Format every line of the entries below as a numbered list, leaving out any blank lines.

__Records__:
--- --- ---
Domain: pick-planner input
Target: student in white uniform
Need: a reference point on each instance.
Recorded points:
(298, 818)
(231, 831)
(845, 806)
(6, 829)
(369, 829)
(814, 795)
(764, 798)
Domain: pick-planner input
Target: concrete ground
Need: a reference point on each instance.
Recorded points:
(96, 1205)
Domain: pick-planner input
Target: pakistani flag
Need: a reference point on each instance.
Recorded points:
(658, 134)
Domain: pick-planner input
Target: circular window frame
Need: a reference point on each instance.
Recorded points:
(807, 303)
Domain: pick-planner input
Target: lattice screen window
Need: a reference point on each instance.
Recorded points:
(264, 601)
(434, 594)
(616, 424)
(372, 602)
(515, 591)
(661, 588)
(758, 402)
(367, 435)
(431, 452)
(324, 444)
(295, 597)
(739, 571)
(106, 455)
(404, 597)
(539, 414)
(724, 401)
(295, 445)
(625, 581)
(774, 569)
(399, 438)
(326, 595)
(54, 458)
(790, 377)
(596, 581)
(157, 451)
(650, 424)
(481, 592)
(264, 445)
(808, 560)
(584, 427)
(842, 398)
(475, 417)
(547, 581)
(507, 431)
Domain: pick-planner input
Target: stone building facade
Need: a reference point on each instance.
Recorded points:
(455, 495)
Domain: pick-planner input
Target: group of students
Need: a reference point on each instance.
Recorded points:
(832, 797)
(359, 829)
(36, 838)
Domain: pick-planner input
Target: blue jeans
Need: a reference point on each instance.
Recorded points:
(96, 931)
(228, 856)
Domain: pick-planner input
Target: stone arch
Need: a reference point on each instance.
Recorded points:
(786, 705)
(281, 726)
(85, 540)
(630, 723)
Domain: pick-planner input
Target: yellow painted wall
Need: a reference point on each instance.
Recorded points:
--- --- ---
__ANSWER TO THIS EXERCISE__:
1. Domain: pick-planner input
2. Target: student in white uniform
3. Need: a reference point on each instance.
4. Recorded points:
5. (298, 818)
6. (231, 831)
7. (845, 806)
8. (6, 829)
9. (369, 829)
10. (814, 795)
11. (764, 798)
12. Domain: pick-planner input
13. Target: concrete ground
14. Need: a reference point on each instance.
15. Recorded points:
16. (96, 1205)
17. Domain: pick-planner input
18. Target: pakistani flag
19. Need: a reference point on each instance.
20. Recorded points:
21. (658, 134)
22. Domain: pick-planner input
23. Target: circular window frame
24. Need: a reference point on each instance.
25. Recorded points:
26. (807, 303)
27. Domain: pick-planner input
28. Target: lattice screen window
29. Need: a reference point on each instance.
30. Recorded points:
31. (264, 601)
32. (434, 594)
33. (616, 424)
34. (372, 602)
35. (515, 591)
36. (661, 588)
37. (758, 402)
38. (367, 435)
39. (431, 452)
40. (324, 444)
41. (295, 597)
42. (739, 571)
43. (106, 455)
44. (404, 597)
45. (539, 414)
46. (724, 401)
47. (295, 445)
48. (625, 581)
49. (774, 569)
50. (399, 438)
51. (326, 595)
52. (54, 458)
53. (790, 377)
54. (596, 581)
55. (157, 451)
56. (650, 424)
57. (481, 592)
58. (264, 445)
59. (808, 560)
60. (584, 427)
61. (842, 398)
62. (475, 417)
63. (547, 581)
64. (507, 431)
65. Domain: pick-planner input
66. Target: stone building facade
67. Need: a reference point on each instance.
68. Recorded points:
69. (455, 495)
70. Domain: pick-planner input
71. Target: group of students
72. Need: a reference point on each instance.
73. Recorded points:
74. (832, 797)
75. (359, 829)
76. (36, 838)
77. Domain: pick-planner input
78. Target: blue jeans
79. Need: a reference point on each instance.
80. Recorded points:
81. (96, 931)
82. (228, 856)
83. Domain: pick-planner input
84. Target: stone arch
85. Need: a reference point on each instance.
86. Recorded points:
87. (786, 705)
88. (281, 726)
89. (85, 540)
90. (630, 723)
91. Domain: pick-planner input
92. Target: yellow painted wall
93. Need: a reference point on each instance.
94. Recorded points:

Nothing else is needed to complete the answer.